■ **Text passage**
= = = = =

- Born: December 10, 1979 (age 46) Saudi Arabia
- Education: Helwan University
- Occupations: Poet, writer

= Khalid al-Shaybani =

Egyptian poet and novelist

Khalid Al-Shaybani is an Egyptian poet, novelist, and screenwriter born in December 1979. He studied media at the Faculty of Arts and specialized in journalism and worked in many Egyptian and Arabic newspapers and magazines, and later on he devoted himself to literary and artistic writings.

- Member of the Egyptian Writers Union, member of the International Association of Authors, Composers and Publishers in France, and a member of the Egyptian Authors Association.
- One of his most famous poems is "The Spokesman for Love", which achieved an awakening in classical poetry and brought back followers from all over the Arab world after a long period of hiatus.

= = = = =

■ **Written problem**
Answer these questions using the biography of Khalid al-Shaybani:
1. In what country was he born?
2. What subject did he study at the Faculty of Arts?
3. What is the title of one of his most famous poems?
The listing after this point is separate material with no connection to the biography.

■ **Dataset excerpt**
= = = = =

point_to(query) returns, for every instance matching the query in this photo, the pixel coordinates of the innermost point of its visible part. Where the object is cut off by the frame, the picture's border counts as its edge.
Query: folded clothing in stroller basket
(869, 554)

= = = = =

■ **Response to this task**
1. Saudi Arabia
2. Media, with a specialization in journalism
3. "The Spokesman for Love"